Aim of the task:
Your response should consist of the entries below, reproduced exactly and without their images.
[[ Dataset content open ]]
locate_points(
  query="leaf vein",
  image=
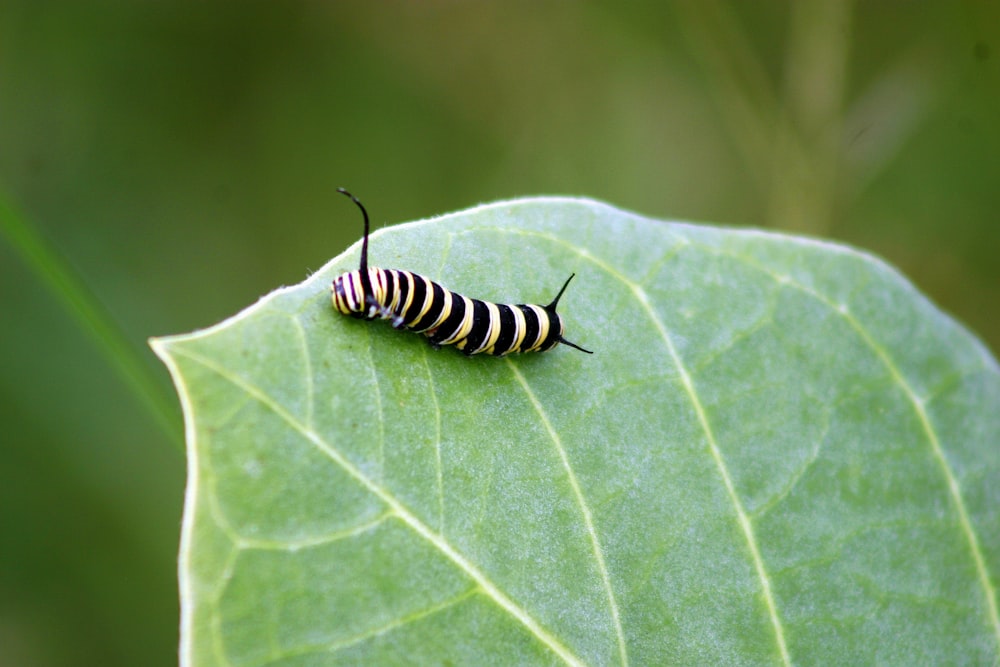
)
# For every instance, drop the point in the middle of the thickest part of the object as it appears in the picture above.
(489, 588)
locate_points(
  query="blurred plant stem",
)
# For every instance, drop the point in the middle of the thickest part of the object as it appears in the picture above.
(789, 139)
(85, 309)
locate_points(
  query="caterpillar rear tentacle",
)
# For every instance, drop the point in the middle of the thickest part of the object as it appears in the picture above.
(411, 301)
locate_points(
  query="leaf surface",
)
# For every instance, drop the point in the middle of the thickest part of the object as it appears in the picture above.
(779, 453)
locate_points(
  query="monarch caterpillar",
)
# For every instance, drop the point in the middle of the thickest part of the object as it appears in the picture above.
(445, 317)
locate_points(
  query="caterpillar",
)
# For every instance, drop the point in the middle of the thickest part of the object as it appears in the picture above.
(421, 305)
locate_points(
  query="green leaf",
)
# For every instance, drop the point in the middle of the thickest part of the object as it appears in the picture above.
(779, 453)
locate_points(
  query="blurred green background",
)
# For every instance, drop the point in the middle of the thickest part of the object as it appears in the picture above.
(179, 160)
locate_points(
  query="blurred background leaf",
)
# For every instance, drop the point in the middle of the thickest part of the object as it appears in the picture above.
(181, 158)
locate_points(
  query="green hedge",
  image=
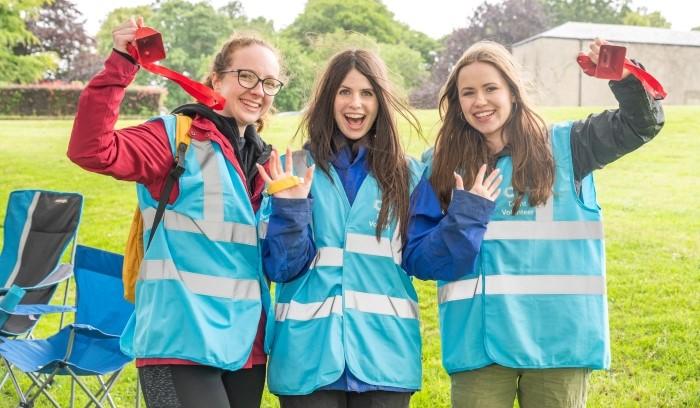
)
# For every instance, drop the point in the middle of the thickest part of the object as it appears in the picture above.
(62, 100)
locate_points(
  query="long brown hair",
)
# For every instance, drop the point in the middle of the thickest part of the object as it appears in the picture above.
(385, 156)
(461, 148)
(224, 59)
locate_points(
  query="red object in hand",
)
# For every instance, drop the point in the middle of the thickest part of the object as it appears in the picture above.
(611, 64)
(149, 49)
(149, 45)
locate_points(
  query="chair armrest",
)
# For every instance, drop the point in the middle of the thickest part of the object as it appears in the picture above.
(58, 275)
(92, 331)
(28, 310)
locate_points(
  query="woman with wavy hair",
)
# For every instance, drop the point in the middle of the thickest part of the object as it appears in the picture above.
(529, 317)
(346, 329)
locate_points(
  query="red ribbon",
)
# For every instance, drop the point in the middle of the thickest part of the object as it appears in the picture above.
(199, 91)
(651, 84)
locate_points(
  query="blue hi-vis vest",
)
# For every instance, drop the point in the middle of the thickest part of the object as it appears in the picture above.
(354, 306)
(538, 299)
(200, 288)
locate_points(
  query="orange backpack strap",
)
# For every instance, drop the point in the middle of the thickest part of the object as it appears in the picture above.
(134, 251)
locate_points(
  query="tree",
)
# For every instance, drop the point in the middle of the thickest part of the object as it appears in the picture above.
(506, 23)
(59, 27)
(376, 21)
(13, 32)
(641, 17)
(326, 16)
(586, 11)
[[ Dataset content closed ]]
Answer area:
locate_points(
  query="leaf vein",
  image=
)
# For every instance, drop the point in the middle of the thickest part of the object as it appears in the picture above.
(489, 588)
locate_points(
  query="blurred plant stem",
)
# For every instance, drop the point in the middle of the thickest part of the object as it appears in the picture above.
(789, 139)
(85, 309)
locate_points(
  query="caterpillar rear tentacle",
)
# For every instance, drop the point in the middle of the thickest part of the object as it appears in the picture above.
(411, 301)
locate_points(
  query="leaf surface",
)
# For every instance, drop the point in the middle of the thickest part of the object as it appears in the picture above.
(779, 453)
locate_points(
  query="monarch caterpillar",
)
# For every instance, drop the point in the middle of the thickest part of the object as it appears in the picture above.
(445, 317)
locate_points(
  query="caterpillar",
)
# For every instance, drop the point in the middle of the thickest part of the object as it appears in the picture above.
(421, 305)
locate_points(
  query="green leaf",
)
# For every instance, drop the point in the middle of the thickest part of the object as it appears in the picture above.
(779, 453)
locate_points(
  query="blurred green background",
)
# For every instance, drop the point in the middle of the thickest part of the object as it appears in the picture above.
(179, 160)
locate_points(
  query="blurred background leaf",
)
# For every instance, drop the point in the middle of the thickest part of the object as it appears in the picture above.
(181, 158)
locate_points(
  query="green hedge",
  image=
)
# For every instance, drop the point in the middle of the thickest part of the object as it appears in the picture above.
(62, 100)
locate_points(
  query="long brown hair",
)
# For every instance, drop the point in the middle of the thickest part of the object as it appears in the picture above.
(385, 156)
(461, 148)
(224, 59)
locate_points(
  query="red object in hand",
)
# For every instance, drop the point in the middle of the thickest part of the object as it appears in the picture above.
(611, 64)
(149, 49)
(149, 45)
locate_points(
  query="chair armrest",
)
# For every instance, drop the point in the middle of the thickest part of the object as it appears in the picture above.
(58, 275)
(92, 331)
(28, 310)
locate_points(
  query="woman with wavy hair",
)
# For every instance, drop the point in the middle of the thickest part of the object as it appears in the picture above.
(529, 317)
(346, 329)
locate_points(
  query="red ribbon",
)
# For every instance, drop the point in the middle of the thickest part of the object as it appears in the picture above.
(199, 91)
(651, 84)
locate_points(
  query="blue hi-vis vest",
)
# For every instance, drop the point in the middle of the thickest part of the object as it appears in the picture above.
(354, 306)
(538, 299)
(200, 288)
locate_points(
  query="orange backpack strap",
)
# For every instance, drop the point in the middle of the thickest part of the object as it appears in the picture above.
(134, 251)
locate_points(
  query="tree",
)
# For every instance, drop the point in the middle of the thickest part of the object as it appears in the picture above.
(506, 23)
(59, 27)
(376, 21)
(13, 32)
(641, 17)
(326, 16)
(586, 11)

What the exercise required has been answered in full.